* **DATA SHOWN**

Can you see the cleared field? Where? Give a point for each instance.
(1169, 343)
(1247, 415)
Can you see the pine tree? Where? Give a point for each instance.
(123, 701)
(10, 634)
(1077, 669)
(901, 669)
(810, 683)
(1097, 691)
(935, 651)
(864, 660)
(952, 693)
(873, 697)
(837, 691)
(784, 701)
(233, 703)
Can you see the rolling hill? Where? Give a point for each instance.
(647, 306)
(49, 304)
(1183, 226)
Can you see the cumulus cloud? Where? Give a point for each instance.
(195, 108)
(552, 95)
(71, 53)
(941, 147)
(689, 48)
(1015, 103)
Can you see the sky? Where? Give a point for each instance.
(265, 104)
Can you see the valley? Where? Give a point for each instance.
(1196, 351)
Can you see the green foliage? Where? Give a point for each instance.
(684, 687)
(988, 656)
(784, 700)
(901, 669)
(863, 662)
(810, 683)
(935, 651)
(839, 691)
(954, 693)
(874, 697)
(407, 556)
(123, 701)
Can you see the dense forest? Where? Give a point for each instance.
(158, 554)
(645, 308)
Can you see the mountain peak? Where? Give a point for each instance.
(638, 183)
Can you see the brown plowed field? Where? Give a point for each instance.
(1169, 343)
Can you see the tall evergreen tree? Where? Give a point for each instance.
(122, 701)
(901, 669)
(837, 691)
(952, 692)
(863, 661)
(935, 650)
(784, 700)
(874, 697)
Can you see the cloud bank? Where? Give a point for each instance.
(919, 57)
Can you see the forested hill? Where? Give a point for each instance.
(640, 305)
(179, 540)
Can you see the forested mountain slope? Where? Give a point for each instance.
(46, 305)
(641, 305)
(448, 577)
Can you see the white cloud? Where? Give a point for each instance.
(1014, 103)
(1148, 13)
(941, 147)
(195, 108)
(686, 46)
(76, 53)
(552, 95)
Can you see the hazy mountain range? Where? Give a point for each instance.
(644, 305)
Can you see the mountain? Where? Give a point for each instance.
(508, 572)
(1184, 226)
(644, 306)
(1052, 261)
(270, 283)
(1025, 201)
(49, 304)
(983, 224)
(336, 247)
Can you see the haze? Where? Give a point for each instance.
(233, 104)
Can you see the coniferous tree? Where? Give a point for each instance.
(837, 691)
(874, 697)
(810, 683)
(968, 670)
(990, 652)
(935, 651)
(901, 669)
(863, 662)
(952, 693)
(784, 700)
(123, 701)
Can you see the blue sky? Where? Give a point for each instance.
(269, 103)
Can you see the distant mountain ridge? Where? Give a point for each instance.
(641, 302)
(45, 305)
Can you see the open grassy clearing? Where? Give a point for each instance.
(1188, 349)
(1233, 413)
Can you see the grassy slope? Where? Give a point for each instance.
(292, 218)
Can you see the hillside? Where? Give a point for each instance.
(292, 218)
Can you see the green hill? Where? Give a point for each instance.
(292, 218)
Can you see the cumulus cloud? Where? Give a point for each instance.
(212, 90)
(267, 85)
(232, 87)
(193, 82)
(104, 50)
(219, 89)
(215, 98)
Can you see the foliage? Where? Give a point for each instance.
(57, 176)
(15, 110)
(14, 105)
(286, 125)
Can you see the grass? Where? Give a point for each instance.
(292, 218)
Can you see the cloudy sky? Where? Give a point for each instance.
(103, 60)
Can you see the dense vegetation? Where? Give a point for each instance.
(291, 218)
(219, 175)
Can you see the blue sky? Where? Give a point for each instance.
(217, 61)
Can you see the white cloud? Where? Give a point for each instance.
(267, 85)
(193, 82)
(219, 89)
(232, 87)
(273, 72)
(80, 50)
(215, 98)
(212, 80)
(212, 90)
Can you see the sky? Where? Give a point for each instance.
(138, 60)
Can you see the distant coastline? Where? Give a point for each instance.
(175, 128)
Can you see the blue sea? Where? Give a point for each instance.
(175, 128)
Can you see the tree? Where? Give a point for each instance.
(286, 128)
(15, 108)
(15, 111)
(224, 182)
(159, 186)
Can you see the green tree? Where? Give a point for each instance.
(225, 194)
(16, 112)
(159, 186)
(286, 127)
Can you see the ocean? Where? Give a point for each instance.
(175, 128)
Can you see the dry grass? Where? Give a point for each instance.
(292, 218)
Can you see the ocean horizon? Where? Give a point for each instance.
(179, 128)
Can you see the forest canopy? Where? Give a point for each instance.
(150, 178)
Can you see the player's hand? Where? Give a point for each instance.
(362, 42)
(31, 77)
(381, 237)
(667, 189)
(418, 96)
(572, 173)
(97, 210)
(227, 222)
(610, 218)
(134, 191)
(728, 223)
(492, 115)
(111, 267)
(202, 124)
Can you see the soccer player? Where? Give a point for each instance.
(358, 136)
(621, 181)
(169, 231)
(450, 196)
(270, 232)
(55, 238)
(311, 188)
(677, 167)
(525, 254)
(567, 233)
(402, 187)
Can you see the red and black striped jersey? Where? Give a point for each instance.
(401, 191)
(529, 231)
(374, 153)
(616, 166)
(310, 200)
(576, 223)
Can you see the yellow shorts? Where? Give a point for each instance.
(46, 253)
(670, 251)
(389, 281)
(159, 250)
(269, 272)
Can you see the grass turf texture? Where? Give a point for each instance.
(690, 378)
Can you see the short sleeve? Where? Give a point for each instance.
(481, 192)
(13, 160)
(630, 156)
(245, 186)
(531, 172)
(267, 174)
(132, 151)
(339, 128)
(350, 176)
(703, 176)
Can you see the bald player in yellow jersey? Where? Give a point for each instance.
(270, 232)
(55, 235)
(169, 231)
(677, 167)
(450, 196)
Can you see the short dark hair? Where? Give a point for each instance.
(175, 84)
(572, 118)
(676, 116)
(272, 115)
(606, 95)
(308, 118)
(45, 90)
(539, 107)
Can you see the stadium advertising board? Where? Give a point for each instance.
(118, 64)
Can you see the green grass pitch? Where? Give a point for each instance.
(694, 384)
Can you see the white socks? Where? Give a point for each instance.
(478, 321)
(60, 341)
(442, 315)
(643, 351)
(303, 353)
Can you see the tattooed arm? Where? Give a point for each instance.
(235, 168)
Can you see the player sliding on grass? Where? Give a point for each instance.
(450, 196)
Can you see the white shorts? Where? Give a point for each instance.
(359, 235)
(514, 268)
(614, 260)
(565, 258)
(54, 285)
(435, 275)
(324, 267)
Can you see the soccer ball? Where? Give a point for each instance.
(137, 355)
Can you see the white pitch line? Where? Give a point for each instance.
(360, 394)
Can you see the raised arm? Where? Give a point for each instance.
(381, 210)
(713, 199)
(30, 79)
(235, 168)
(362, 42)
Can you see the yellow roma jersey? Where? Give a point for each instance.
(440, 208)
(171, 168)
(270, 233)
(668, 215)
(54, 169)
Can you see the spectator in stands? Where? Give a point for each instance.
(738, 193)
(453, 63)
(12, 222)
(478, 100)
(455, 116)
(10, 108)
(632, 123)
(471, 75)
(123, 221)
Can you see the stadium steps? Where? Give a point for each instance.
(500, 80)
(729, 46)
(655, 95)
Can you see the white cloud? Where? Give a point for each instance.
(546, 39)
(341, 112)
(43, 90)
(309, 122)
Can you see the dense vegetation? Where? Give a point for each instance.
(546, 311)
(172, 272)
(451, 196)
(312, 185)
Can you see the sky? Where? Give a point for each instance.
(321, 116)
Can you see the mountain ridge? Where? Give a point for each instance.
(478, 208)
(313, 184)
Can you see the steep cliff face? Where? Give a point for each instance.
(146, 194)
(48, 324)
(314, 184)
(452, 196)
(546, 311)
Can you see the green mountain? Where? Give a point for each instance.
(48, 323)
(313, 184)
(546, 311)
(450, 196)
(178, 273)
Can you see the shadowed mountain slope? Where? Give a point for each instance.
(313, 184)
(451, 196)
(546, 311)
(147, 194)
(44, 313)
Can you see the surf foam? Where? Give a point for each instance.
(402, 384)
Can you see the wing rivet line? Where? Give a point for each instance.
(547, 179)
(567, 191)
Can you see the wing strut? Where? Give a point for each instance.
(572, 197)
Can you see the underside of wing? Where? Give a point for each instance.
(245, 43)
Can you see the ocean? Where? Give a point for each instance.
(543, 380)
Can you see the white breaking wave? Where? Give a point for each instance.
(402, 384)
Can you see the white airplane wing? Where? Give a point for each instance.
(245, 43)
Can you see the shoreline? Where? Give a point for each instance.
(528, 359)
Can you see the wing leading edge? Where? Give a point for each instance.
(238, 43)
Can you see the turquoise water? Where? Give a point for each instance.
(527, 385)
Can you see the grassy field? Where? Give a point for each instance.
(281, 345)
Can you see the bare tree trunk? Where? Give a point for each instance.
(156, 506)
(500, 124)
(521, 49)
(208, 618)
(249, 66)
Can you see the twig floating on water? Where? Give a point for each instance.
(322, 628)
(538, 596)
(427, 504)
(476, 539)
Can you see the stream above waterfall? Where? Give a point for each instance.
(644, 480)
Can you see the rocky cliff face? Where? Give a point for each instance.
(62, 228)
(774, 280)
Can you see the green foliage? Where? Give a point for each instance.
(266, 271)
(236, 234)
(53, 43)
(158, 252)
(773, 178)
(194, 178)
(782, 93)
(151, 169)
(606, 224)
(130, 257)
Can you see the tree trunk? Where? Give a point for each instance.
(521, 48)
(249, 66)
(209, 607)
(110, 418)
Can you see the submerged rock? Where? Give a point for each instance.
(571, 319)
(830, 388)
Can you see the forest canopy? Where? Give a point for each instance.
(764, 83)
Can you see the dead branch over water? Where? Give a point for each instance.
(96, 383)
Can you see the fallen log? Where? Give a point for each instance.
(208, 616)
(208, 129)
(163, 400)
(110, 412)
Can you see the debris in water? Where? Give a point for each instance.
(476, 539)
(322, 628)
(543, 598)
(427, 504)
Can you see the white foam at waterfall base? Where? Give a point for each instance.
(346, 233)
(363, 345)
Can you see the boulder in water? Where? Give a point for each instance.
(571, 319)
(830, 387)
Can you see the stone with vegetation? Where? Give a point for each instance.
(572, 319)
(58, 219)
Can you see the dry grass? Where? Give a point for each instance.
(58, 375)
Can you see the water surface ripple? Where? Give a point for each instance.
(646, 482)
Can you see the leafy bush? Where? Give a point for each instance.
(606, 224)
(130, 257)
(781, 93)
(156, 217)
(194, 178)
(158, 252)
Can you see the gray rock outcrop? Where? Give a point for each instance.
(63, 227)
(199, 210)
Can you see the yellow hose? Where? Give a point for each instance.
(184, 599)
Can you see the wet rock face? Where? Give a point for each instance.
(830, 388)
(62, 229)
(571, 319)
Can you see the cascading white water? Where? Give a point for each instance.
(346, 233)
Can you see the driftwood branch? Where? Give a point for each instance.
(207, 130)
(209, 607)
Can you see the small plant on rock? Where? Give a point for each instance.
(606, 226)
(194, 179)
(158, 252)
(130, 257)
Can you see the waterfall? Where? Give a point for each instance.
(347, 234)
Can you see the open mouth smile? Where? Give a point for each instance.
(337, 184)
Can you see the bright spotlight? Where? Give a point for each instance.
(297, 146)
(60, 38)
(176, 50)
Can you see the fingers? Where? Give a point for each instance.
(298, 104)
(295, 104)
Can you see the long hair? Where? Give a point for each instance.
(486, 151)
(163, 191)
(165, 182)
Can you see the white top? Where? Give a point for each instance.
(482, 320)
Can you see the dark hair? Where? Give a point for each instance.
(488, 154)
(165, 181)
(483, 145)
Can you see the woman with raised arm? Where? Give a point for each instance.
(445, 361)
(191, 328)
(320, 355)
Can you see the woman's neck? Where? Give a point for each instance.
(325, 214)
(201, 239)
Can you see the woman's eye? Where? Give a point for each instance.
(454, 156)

* **TASK TO COMPLETE**
Return exactly, and only, the line containing "Can you see the cascading" and every line after it through the end of the material.

* **SOLUTION TO THIS EXERCISE**
Can you see the cascading white water? Where? Give a point for each instance.
(346, 233)
Can you see the driftwood branch? Where? Give a point for each instance.
(207, 130)
(209, 607)
Can you see the small plant on rock? Where? Give a point for each instance.
(606, 226)
(194, 179)
(158, 252)
(130, 257)
Can you see the waterfall? Where? Give a point for each instance.
(347, 234)
Can you see the open mouth smile? Where? Give a point for each instance.
(337, 184)
Can you see the bright spotlight? Where? Give a point for each instance.
(297, 146)
(60, 38)
(176, 50)
Can you see the fingers? Where? Give a point for each instance.
(298, 104)
(295, 104)
Can you see the long hair? Where? Give a point for each instance.
(486, 151)
(163, 191)
(165, 182)
Can you see the white top? Where? Give a point for each instance.
(482, 320)
Can you see the dark hair? Where? Give a point for each instance.
(488, 154)
(165, 181)
(483, 145)
Can you see the woman with raised arm? Where? Give a point for each instance.
(445, 361)
(191, 328)
(320, 355)
Can you see the woman's neck? Where? Give a point for each instance.
(325, 214)
(201, 239)
Can you see the woman's eye? Where? Give a point for each instance.
(454, 156)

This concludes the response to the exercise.